[RECORDS PROVIDED — start]
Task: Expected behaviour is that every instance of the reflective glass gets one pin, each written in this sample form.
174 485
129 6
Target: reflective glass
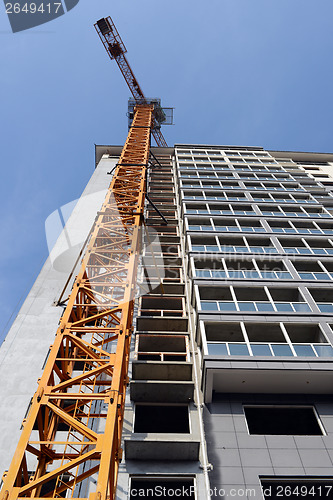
252 274
324 350
321 276
325 307
301 307
246 306
236 274
283 307
217 349
304 350
238 350
281 350
202 273
264 306
227 306
209 306
307 276
261 350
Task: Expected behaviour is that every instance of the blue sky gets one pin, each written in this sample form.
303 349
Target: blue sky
238 72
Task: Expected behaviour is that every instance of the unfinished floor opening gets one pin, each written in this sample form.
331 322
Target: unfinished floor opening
162 418
162 487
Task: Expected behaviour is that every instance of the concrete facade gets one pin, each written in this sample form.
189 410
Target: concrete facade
234 311
258 229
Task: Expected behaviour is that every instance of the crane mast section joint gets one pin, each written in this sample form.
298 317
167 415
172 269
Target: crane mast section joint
87 367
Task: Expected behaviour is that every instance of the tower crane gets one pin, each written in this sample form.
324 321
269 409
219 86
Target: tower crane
70 444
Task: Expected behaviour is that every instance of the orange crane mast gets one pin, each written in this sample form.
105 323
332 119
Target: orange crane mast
74 425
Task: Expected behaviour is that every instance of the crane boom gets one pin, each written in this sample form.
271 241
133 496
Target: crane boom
73 429
116 50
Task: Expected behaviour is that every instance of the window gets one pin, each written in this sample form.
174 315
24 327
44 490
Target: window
259 339
153 487
283 420
161 418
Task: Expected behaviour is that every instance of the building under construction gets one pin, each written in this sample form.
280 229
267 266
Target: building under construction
178 340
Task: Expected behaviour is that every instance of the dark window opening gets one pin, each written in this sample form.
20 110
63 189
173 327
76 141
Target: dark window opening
297 488
297 421
161 418
177 487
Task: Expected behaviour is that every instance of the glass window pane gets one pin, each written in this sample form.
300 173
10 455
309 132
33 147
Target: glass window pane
304 250
301 307
227 306
238 350
252 274
264 306
306 276
283 275
202 273
281 350
219 274
324 350
246 306
268 275
283 306
236 274
304 350
261 350
322 276
209 306
217 349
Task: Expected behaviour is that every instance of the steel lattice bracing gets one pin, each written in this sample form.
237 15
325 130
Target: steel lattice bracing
73 429
116 50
[RECORDS PROVIDED — finish]
#### PROBLEM TO WORK ON:
Do not include images; quote all of the entries above exactly.

#### ANSWER SECTION:
Task: Expected behaviour is that every instance of the reflective glass gets one pin, each written in this sample form.
174 485
129 6
Target: reflective glass
252 274
324 350
321 276
325 307
301 307
246 306
236 274
283 307
217 349
304 350
238 350
281 350
202 273
264 306
227 306
209 306
307 276
261 350
Task: Expected behaviour is that every instance of the blue sky gets one pin, each written in this sample form.
303 349
Target: blue sky
238 72
Task: Expected behaviour is that every instance of the unfinished floor opening gets one pin, each written in this sample form.
331 322
Target: unfinished floor opening
162 418
162 487
Task: Expected behaviour is that every instance of the concrete facade gets one pin, each written in this sample form.
189 410
Target: concrete facade
234 311
258 229
Task: Expected behaviour is that every instance of the crane mast section joint gets one pin, each written in this sample form.
298 317
167 415
172 269
Target: crane mast section joint
87 367
Task: Expected behaviour is that every instance of the tower crane gets one pin, each written in this sample form.
324 321
269 409
219 86
Target: tower crane
70 444
Task: Expected behaviour is that every instance of the orange crane mast gets one pin, each written in this sample form.
105 323
332 119
Target: orange crane mast
74 425
Task: Expected behaviour is that every instance of the crane boom gets one pin, each written in this sample form.
271 241
133 496
Target: crane boom
73 429
116 50
Task: Expected behaviour is that every instance of the window gets one pin, each written in this sample form.
174 315
24 327
44 490
Target: window
259 339
153 487
283 420
161 418
Task: Expected behaviour is that every instance of the building under construction gets one pin, each written in this sample form.
280 229
267 266
Target: building under construction
178 340
Task: Expected behaviour is that every instance of the dark window opening gets one pin, each written in this sample form.
20 110
63 189
173 327
76 141
Target: dark window opening
297 488
297 421
161 418
177 487
Task: Expected behaviour is that every instance of the glass window pane gets one pin, each written in this sample form.
300 173
10 455
309 132
33 147
Target: glass window pane
304 250
301 307
227 306
238 350
252 274
264 306
306 276
283 275
202 273
281 350
219 274
324 350
246 306
268 275
283 306
236 274
304 350
261 350
322 276
209 306
217 349
Task: Expected behaviour is that every instance of the steel lattice bracing gets one pin, each written in this sample form.
237 15
325 130
Target: steel lattice bracing
73 429
116 50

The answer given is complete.